Home / Shipping News / International Shipping News / IMO 2020 rules may impact GCC oil exports

IMO 2020 rules may impact GCC oil exports

Oil markets will go through a major transformation as new regulations covering the sulphur content of marine fuels take effect from January 1, 2020 and may have an impact on the regional countries due to high level of sulphur content in their crude.

The International Maritime Organisation (IMO) has ruled that from January 1, 2020, marine sector emissions in international waters will be slashed. The marine sector will have to reduce sulphur emissions by over 80 per cent by switching to lower sulphur fuels. The rules define that the global 0.5 per cent sulphur cap will enter into force in 2020, and more than 70,000 ships will be affected by the regulation.

The IMO 2020 rules have been estimated to affect as much as 3.5 million barrels per day of demand for high sulphur fuel oil, the shipping industry’s traditional fuel.

Industry insiders said that the UAE ratified the IMO 2020 rules in May and it won’t rush to punish non-compliant ships when new rules will be effective from January 1. They said the UAE holds strategic position in the region because of Fujairah Port where thousands of ships go to refuel each year when calling at ports in the Middle East.

Federal Transport Authority chairman Abdullah Al Nuaimi said recently that the UAE will adopt a flexible approach toward those ships that breach the environmental regulations when they enter into force on January 1.

“The ships rejected by another port for non-compliance should not call in the UAE,” according to one official. “The UAE is developing a new maritime trade law that will help standardise penalties across ports,” he added.

▶ _What you need to do_
Reproduce the passage of the IMO 2020 article that begins at the words "Oil markets will" and stops after "by the regulation.", substituting "cut" for "slashed".

▶ _Records_
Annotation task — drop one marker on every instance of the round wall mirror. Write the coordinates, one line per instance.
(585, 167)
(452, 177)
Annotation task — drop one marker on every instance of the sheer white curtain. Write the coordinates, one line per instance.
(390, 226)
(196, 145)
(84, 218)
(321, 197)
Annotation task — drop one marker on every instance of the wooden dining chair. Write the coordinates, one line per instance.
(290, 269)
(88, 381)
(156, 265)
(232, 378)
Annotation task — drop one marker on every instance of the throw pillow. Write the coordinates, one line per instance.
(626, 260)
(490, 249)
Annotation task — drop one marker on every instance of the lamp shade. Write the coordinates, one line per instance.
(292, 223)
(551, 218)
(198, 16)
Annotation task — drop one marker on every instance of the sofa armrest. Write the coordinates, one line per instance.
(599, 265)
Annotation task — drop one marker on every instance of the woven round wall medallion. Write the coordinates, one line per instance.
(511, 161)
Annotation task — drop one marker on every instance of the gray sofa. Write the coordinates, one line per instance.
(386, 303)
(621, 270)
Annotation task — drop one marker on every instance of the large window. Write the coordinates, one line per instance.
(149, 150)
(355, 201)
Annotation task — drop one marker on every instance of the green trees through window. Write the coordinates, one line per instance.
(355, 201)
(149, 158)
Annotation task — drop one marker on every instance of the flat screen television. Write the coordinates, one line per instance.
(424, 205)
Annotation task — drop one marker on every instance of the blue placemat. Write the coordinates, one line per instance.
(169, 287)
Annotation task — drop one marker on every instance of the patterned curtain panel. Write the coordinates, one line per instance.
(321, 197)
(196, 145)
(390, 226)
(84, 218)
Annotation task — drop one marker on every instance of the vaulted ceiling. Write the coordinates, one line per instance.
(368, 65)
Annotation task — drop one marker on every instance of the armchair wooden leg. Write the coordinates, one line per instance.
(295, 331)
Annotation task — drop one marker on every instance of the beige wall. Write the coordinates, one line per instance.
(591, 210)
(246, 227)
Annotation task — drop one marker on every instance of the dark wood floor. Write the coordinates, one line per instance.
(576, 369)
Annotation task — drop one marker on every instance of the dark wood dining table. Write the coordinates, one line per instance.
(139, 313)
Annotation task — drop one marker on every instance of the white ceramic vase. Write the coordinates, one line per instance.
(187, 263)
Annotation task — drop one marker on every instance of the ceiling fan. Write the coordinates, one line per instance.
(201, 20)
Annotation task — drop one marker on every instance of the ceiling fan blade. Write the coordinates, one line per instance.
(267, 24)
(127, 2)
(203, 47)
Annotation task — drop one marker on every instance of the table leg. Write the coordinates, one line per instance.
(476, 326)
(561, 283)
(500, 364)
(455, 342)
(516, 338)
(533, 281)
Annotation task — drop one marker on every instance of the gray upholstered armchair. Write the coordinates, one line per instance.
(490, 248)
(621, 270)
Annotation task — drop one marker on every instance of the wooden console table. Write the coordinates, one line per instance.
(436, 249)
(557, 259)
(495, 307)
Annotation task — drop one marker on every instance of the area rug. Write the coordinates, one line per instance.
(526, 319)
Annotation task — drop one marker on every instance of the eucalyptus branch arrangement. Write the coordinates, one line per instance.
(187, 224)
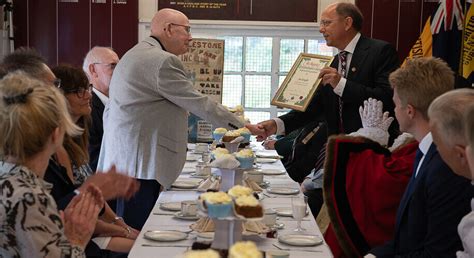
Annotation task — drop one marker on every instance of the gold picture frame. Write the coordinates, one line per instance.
(301, 83)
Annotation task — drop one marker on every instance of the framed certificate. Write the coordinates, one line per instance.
(301, 83)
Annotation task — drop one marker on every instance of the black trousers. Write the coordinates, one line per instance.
(136, 210)
(315, 200)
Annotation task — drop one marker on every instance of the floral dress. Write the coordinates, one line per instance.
(30, 225)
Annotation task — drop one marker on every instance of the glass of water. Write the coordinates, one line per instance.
(298, 205)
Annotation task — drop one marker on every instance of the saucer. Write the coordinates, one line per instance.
(180, 215)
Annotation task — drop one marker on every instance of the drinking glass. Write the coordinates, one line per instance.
(298, 205)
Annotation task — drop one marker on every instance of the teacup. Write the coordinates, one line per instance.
(255, 176)
(269, 217)
(277, 254)
(201, 148)
(189, 208)
(203, 170)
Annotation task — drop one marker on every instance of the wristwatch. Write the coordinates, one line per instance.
(128, 232)
(116, 219)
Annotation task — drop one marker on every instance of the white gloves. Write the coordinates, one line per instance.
(371, 115)
(375, 123)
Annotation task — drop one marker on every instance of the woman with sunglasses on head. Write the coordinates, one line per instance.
(72, 160)
(33, 122)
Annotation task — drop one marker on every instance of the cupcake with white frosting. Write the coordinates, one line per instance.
(219, 133)
(245, 249)
(246, 157)
(249, 207)
(244, 132)
(239, 190)
(219, 205)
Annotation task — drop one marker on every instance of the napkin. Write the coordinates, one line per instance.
(252, 185)
(207, 225)
(209, 184)
(227, 161)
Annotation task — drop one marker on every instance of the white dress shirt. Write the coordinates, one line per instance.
(339, 89)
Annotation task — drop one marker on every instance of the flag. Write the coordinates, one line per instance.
(424, 44)
(467, 62)
(443, 36)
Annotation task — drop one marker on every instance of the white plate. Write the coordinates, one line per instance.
(267, 155)
(283, 190)
(286, 211)
(199, 176)
(265, 160)
(170, 206)
(179, 215)
(192, 157)
(187, 170)
(273, 172)
(165, 236)
(206, 235)
(300, 240)
(186, 184)
(278, 225)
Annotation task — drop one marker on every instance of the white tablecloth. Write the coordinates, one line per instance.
(168, 222)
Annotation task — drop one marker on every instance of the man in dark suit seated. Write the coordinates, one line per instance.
(435, 199)
(451, 122)
(99, 64)
(359, 71)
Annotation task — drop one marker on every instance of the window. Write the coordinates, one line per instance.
(257, 59)
(249, 65)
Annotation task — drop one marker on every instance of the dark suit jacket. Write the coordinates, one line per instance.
(96, 131)
(371, 63)
(428, 218)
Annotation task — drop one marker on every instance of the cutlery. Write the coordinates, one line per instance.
(149, 245)
(299, 250)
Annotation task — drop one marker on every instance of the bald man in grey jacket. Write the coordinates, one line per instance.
(145, 122)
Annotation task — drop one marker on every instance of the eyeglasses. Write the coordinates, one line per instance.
(325, 23)
(110, 65)
(57, 83)
(80, 92)
(186, 27)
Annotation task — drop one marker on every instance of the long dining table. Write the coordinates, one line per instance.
(165, 220)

▶ _Result_
Oil markets will go through a major transformation as new regulations covering the sulphur content of marine fuels take effect from January 1, 2020 and may have an impact on the regional countries due to high level of sulphur content in their crude.

The International Maritime Organisation (IMO) has ruled that from January 1, 2020, marine sector emissions in international waters will be cut. The marine sector will have to reduce sulphur emissions by over 80 per cent by switching to lower sulphur fuels. The rules define that the global 0.5 per cent sulphur cap will enter into force in 2020, and more than 70,000 ships will be affected by the regulation.